_PROBLEM REQUIREMENTS_: Can you reproduce, unchanged, the lines of the material from the one containing "Where can the rocky" through the end, with both ends included?

[Entries from a pointing dataset]
%%

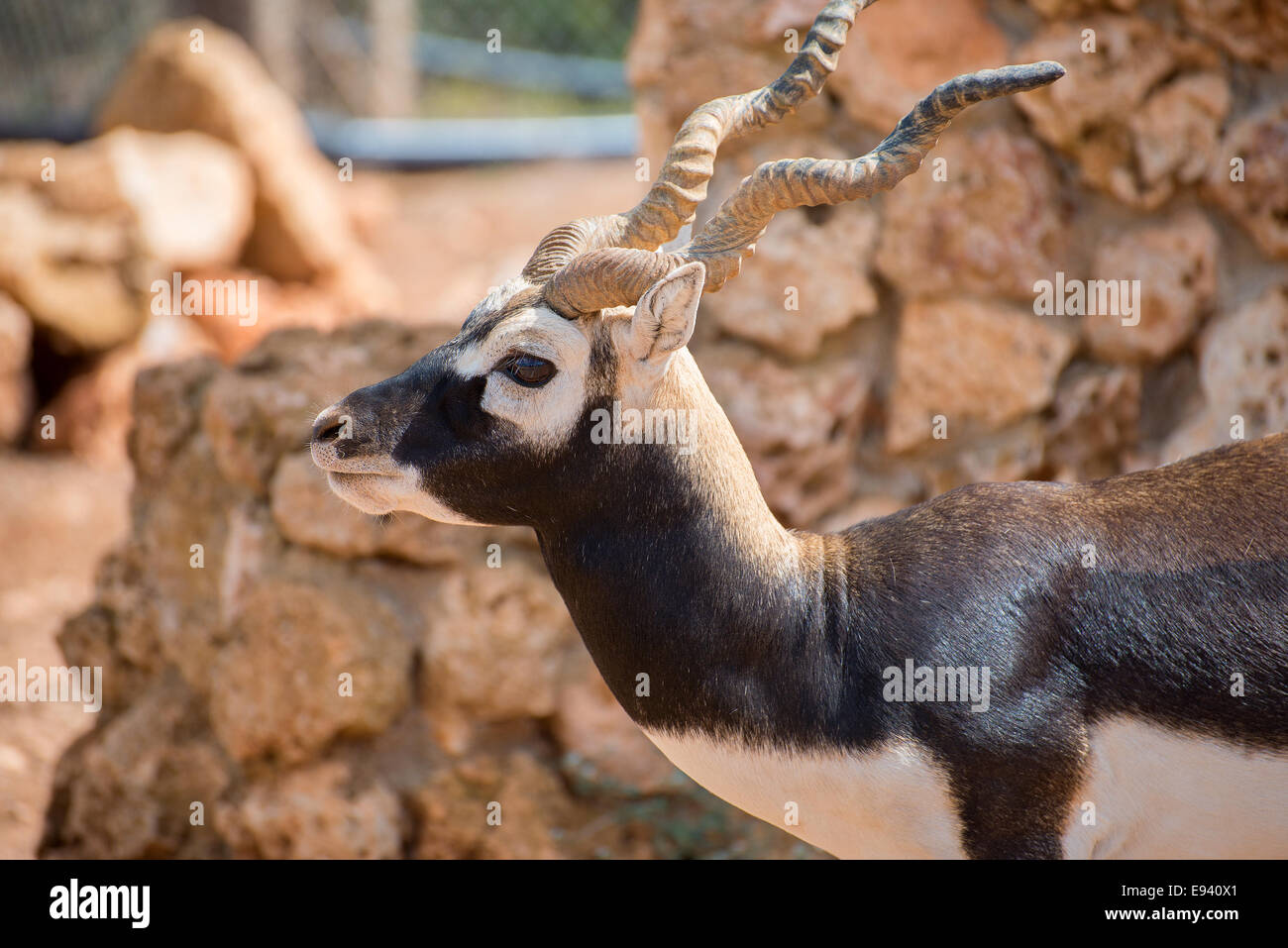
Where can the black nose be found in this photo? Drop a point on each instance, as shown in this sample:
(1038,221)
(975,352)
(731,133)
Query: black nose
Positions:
(330,427)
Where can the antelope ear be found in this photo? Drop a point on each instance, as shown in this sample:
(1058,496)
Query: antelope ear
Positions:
(666,312)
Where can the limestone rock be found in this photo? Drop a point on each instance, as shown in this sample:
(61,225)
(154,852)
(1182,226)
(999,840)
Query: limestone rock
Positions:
(799,424)
(67,272)
(301,231)
(189,194)
(1252,31)
(1095,420)
(483,613)
(278,686)
(313,813)
(14,384)
(1260,200)
(1243,369)
(993,227)
(947,361)
(1140,112)
(601,743)
(1175,263)
(790,307)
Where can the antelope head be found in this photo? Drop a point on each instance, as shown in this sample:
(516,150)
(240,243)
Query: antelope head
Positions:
(505,423)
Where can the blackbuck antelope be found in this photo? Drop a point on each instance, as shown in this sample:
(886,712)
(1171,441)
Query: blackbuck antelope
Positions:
(948,681)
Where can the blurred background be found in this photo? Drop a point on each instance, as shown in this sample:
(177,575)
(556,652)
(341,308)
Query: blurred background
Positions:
(369,168)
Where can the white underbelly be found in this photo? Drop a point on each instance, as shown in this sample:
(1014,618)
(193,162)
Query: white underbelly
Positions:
(1154,794)
(893,804)
(1160,794)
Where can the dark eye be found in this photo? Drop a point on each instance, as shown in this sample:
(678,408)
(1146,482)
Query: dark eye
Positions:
(528,369)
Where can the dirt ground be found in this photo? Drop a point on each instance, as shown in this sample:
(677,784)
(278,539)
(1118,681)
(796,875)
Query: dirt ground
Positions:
(450,235)
(56,517)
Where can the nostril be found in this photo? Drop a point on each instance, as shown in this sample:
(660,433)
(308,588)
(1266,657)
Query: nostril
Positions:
(330,428)
(330,433)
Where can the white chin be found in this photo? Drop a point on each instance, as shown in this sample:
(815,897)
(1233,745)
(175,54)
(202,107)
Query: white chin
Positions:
(382,493)
(356,491)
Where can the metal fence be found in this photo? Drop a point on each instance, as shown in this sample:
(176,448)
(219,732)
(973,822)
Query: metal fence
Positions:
(493,69)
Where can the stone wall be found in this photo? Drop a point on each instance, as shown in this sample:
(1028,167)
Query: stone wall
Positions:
(325,685)
(918,307)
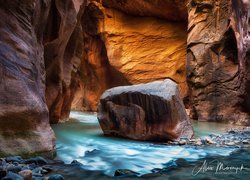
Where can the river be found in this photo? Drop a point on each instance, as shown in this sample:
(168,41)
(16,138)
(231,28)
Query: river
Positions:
(81,139)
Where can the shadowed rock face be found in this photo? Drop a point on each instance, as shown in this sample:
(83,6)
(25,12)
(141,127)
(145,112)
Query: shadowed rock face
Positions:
(216,66)
(152,111)
(24,123)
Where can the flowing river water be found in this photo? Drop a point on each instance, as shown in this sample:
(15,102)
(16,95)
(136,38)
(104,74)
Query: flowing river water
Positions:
(81,139)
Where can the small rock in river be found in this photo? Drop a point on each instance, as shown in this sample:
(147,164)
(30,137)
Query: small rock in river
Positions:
(38,160)
(125,172)
(12,176)
(26,174)
(182,142)
(56,177)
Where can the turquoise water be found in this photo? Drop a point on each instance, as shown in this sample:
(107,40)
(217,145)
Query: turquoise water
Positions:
(81,139)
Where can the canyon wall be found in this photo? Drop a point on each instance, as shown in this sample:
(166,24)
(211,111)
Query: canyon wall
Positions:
(217,65)
(24,122)
(63,51)
(131,42)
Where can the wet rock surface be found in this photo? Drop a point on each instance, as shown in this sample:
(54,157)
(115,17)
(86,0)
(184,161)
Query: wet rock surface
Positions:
(239,138)
(152,111)
(15,167)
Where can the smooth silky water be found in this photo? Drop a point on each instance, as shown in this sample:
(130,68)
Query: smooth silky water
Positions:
(81,139)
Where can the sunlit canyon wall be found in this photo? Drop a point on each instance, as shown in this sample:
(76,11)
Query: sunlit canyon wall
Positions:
(61,54)
(217,60)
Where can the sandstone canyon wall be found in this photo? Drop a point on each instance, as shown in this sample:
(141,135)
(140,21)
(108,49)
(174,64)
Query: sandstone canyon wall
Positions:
(131,42)
(24,122)
(217,65)
(63,44)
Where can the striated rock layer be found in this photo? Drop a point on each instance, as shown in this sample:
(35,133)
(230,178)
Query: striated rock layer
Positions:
(24,123)
(152,111)
(217,66)
(63,50)
(131,42)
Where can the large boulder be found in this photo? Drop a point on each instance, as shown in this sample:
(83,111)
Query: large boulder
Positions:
(152,111)
(131,42)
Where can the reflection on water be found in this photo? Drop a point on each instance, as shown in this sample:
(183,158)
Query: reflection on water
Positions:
(82,139)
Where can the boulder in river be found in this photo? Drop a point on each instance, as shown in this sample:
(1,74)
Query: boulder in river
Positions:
(152,111)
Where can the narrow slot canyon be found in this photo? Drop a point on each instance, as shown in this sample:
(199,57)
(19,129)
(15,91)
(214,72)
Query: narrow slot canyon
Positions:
(89,82)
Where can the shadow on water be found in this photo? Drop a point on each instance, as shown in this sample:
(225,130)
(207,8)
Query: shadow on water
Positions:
(81,139)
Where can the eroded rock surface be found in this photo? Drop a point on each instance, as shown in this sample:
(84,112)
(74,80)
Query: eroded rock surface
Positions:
(131,42)
(24,122)
(152,111)
(216,66)
(63,51)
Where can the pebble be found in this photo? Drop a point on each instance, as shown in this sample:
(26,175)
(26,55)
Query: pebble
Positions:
(26,174)
(182,142)
(56,177)
(37,160)
(12,176)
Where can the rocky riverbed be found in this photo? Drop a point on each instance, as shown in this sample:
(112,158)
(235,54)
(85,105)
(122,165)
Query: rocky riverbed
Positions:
(39,168)
(239,138)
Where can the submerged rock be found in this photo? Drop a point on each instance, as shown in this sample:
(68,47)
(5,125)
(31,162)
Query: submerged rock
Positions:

%%

_RESPONSE_:
Where can the rocky riverbed be found in this photo? Drop a point on each instance, as shown in this sample:
(112,158)
(235,54)
(85,105)
(122,165)
Query: rocky riverbed
Positions:
(39,168)
(239,138)
Where can the submerged rock be found in this photo? Drop a point on each instance, as shown in this sample:
(68,47)
(5,125)
(31,162)
Query: submerged rock
Positions:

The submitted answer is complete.